Reproduce every one of the entries below verbatim, leaving out the pictures.

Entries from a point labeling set
---------------
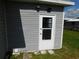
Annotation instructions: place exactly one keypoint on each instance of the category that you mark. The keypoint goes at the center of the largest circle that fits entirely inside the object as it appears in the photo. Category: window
(46, 28)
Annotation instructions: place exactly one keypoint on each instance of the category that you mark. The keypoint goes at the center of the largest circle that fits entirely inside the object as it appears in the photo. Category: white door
(46, 32)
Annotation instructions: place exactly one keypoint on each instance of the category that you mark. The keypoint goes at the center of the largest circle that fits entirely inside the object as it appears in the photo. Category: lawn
(70, 48)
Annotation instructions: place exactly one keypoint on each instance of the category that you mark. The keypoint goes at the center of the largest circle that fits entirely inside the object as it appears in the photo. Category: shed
(31, 25)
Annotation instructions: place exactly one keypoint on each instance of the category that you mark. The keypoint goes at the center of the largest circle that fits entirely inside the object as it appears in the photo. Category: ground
(70, 48)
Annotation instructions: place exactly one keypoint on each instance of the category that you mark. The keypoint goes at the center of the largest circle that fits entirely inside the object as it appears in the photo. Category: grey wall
(23, 24)
(3, 44)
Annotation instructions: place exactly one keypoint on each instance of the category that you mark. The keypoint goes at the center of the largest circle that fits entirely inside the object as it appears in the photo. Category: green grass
(70, 49)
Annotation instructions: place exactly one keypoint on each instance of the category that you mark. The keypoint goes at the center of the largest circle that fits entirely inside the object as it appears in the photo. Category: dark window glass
(47, 22)
(46, 34)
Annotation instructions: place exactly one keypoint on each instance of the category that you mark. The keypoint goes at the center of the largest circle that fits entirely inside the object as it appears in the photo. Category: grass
(70, 48)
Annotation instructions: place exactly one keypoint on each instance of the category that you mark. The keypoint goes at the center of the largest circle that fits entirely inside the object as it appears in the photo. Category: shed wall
(3, 44)
(23, 24)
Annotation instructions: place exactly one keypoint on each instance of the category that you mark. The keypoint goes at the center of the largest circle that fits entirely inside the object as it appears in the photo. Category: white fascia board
(71, 20)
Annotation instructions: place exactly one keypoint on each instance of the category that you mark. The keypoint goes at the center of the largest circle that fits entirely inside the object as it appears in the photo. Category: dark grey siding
(30, 24)
(23, 25)
(3, 44)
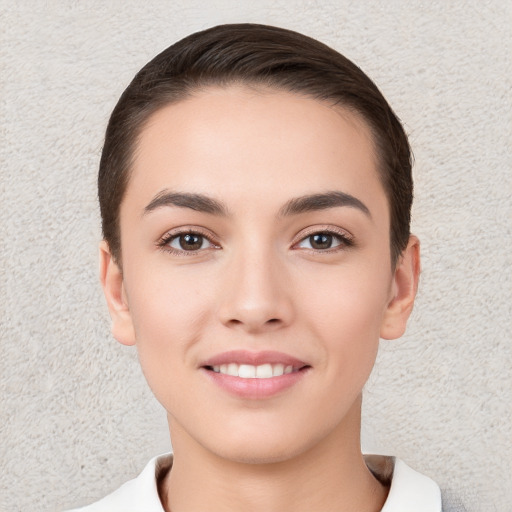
---------------
Result
Annotation instructions: place exactly one keypoint on each instance of the category that you mark. The keypoint goes at the center of the largest circle that fits entirely inside the object as it appears in the photo. Category: window
(46, 28)
Annotation instructions: place exactly one keypoint on each instance of the category that you mark. The keypoint goes at the center of the largest circle that fits entirely inside the object as it appears in the photo. Category: white door
(46, 32)
Annotation instructions: place exactly one keypoint on each instance of the category that you mark. The keypoint goes at the center of the largest circle that fits entirely inside the object as it appears in the photo. Category: lawn
(70, 48)
Annotation instructions: place exactly one keypoint on each instance of the category that you mark. The keypoint goes at the center of the largest circle that fits entirely inside the object as it appears in the photo. Category: shed
(31, 25)
Annotation instructions: place exactly one keypoint on each instance of the category that you mark. The keypoint goes at the center of the largest circle that fits entirely inside the object as it appears in the photo. Category: ground
(70, 48)
Annotation instructions: place exactly one keypoint on each instance of the category that you mark. The keypoint goes at the center of the largest circle that fits entirely inside the object as it appears in the photo. Category: grey wall
(23, 24)
(3, 44)
Annotation instructions: place exactly one keypoint on each instance of the category that you mark. The keypoint goes at the center of the largest circle that fits entirely inside the object as it appears in the photo. Category: green grass
(70, 49)
Annotation instructions: place exactly one keypoint on each instance of the category that you mark. The keypoint goes at the center of the largest circle that fits entirely inside the object as it appears in the photo. Category: dark window glass
(47, 22)
(46, 34)
Annotation instructions: place exactly one keypoint on each instance of the category that you mark. The keypoint goes at the center of the largest circle that fits entirely inside the object as it appears in the photo. Category: grass
(70, 48)
Annotation instructions: place exactly one keypoint on each instance of the category that you mark. The keypoint goes at the center of the largest circle that fits entirely inside the object as it appears in the photo. Category: shed wall
(3, 44)
(23, 24)
Annotation instructions: place exactly one keypoint on each instance of the category that you mark. The keypoint goes at the center of the largest circle that fits entirely inside the object as it appears in the photo. Category: white fascia board
(71, 20)
Annotation instructions: place exactly one keypoint on each instance of the category that you mark. The keypoint goes at the center of the largest circle that fits entirely inside the object as it appears in the photo. Category: dark grey siding
(30, 24)
(23, 25)
(3, 44)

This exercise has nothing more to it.